**Selected passage**

— BEGIN —

Lover's Key, Florida

Lover's Key, Florida
I WILL FIND OTHER SEAS.

Wednesday, February 15, 2012

COINCIDENCE?

I've talked about this in bits and pieces.  This is the whole story:


It's  about events that transpired on the nights of January 27 and 28, 2012.

I’ve enjoyed many live performances at the Ark, and this year decided it was time to provide them some support in the form of a paid membership.  One of the perks of that membership was being able to purchase tickets for the Ann Arbor Folk  Festival, which took place on the two dates mentioned above.  I bought the tickets well in advance, and, thinking that either my son or my brother might enjoy attending with me, I bought two tickets for each night.  The event was at Hill Auditorium.

On the first night neither my son nor my brother was able to attend with me, so I sold the extra ticket and attended alone.  I arrived early and promptly headed into the auditorium.  As I sat alone in my seat, waiting for the entertainment to begin, I couldn’t help but remember several performances Gwen and I had seen there—at Christmas with the grandkid, The Nutcracker;  a gathering of my brothers and sisters when we saw Garrison Keillor and his Prairie Home Companion show.  One of the more memorable performers we saw there was John Denver, before he became famous and a folk icon.  When we saw him it was just him and his guitar, alone on the big stage.  I longed for Gwen to be sitting in the seat next to me.  After 50 years of attending events with the one who completed me, although I know it is important to get out and do things on my own, it is not easy, and a now familiar melancholy feeling came over me.  “This show better be good,” I thought to myself.

— END —

**Provided records**
— BEGIN —

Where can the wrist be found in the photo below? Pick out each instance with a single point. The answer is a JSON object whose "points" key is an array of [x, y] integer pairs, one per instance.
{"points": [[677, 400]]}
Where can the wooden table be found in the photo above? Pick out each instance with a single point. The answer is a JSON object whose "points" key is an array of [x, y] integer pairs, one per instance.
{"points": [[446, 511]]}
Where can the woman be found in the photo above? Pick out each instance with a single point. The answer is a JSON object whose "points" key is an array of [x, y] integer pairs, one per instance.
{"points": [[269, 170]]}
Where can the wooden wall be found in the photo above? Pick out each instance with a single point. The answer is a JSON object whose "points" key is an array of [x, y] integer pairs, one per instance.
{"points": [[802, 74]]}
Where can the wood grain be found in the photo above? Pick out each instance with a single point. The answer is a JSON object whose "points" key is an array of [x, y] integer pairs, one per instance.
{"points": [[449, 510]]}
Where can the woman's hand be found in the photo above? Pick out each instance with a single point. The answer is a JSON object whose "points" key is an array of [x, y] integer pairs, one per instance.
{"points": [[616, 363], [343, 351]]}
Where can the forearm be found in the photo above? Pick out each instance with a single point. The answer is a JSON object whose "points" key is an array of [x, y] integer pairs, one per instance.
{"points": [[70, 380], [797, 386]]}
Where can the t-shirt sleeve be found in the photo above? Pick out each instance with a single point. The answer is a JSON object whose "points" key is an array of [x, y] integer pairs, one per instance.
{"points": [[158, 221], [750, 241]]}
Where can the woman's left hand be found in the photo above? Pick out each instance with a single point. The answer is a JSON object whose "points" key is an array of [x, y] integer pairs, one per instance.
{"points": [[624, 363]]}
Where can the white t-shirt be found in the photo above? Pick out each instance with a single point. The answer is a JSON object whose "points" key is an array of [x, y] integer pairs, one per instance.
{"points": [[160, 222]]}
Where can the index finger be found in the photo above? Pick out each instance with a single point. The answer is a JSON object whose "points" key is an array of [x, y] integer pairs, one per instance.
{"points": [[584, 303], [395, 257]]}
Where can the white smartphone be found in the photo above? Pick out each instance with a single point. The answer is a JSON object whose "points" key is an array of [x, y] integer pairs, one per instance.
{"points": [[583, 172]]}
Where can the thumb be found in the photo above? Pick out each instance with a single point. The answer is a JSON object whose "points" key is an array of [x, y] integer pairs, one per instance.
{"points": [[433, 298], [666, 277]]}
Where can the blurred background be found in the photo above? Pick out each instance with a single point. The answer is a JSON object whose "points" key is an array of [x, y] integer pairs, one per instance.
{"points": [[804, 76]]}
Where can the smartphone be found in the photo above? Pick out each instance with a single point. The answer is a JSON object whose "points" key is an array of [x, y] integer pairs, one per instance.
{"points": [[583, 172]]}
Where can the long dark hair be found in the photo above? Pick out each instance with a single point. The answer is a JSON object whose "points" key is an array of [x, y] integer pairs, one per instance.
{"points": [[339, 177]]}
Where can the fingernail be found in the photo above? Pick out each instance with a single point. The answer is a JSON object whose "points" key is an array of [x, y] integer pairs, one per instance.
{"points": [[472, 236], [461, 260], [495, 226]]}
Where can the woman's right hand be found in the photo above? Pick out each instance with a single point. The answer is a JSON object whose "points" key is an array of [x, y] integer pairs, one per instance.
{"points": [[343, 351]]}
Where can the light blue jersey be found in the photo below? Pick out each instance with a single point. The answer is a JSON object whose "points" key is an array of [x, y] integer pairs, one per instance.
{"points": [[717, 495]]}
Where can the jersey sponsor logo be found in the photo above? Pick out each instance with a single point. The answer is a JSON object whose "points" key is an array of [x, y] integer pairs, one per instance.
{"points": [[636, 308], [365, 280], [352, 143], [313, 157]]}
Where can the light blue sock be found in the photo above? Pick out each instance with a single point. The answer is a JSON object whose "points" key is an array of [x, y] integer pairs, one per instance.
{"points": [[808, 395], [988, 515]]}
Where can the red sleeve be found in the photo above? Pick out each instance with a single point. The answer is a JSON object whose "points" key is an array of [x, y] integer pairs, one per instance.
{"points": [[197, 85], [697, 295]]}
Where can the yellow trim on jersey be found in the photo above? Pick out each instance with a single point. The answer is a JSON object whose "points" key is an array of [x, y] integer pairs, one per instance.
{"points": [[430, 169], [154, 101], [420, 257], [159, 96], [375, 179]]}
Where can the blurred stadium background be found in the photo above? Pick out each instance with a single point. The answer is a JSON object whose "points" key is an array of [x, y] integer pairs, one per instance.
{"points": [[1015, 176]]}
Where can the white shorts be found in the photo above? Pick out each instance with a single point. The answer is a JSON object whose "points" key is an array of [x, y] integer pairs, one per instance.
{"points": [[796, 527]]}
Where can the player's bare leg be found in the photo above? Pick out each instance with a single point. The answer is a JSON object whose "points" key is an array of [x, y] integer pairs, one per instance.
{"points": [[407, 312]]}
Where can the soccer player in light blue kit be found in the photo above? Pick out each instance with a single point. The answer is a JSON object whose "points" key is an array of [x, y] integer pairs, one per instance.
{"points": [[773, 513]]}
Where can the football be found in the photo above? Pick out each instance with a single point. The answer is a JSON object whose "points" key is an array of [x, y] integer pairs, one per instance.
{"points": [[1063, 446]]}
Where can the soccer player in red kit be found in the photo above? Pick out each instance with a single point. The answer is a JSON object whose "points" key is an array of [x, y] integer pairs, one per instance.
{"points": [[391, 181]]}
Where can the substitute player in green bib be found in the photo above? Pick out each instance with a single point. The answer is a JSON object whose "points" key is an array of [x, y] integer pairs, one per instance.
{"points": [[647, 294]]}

— END —

**Tasks to perform**
1. In the folk festival blog post, what building hosted the Ann Arbor Folk Festival?
2. Please summarize the folk festival blog post in two sentences.
3. Carry the folk festival blog post forward from its final sentence.

**The replies**
1. Hill Auditorium.

2. After becoming a paid member of the Ark, the writer bought two tickets for each night of the Ann Arbor Folk Festival, held at Hill Auditorium on January 27 and 28, 2012. On the first night, the writer attended alone, recalled performances seen there with Gwen, and was overcome by a familiar melancholy.

3.
A short while later a couple, perhaps ten years younger than I, arrived and took the two seats to my right.  I stood up and shook hands with the man and we introduced ourselves.  By then his wife had taken off her wraps and was seated next to me.  I shook her hand and said: “Hi my name is John.”  “Hello,” she said, “my name is Gwen.”  Who says wishes don’t come true?  “That name makes you pretty special to me,” I said, and then explained that my wife’s name was Gwen and that she had died in November of 2011.  They were a delightful couple, and I enjoyed talking with them until the show began.  In the course of that conversation I learned that the Gwen sitting next to me was a bookkeeper.  The year before we married my Gwen worked as a bookkeeper.   “What a coincidence,” we said.


It didn’t end there. . .

On the second night of the Festival I asked my friend Mary to attend with me.  She and I met through a bereavement group in which we participated, and we sometimes attend the same church.  Mary was divorced, and then she met a man named Jim with whom she fell in love.  She and Jim had been in a loving relationship for several years.  Jim died about a month after Gwen did, so we had that in common; learning to live without someone whom we dearly loved.  She is a good friend.

We were looking forward to being entertained by Glenn Campbell, Nanci Griffith and Emmy Lou Harris.  In particular we hoped that Nanci would sing a song that was made famous at the recent Occupy rallies around the country.  Mary, with her sardonic sense of humor, said that it should be the theme song of those of us who never quite know what to say to others when they ask if we are alright.  The song, which Nanci did lustily belt out during her performance, is called Hell No, I’m Not Alright!”

Our seats that night were in the mezzanine, my seat the previous night had been on the main floor.  We found our seats, and I related to Mary the story about having Gwen sitting next to me the night before.  Two people arrived and took the seats next to us.  It was Gwen and her husband!  This was getting stranger by the minute.  We had purchased our tickets at totally different times.  What are the odds that we would be seated next to each other two nights in a row in completely different sections of the auditorium?

No longer amazed at what was occurring, I introduced Mary to Gwen, then turned and introduced Mary to Gwen’s husband.  “Hello,” he said, “my name is Jim.”

Coincidence?  I think not.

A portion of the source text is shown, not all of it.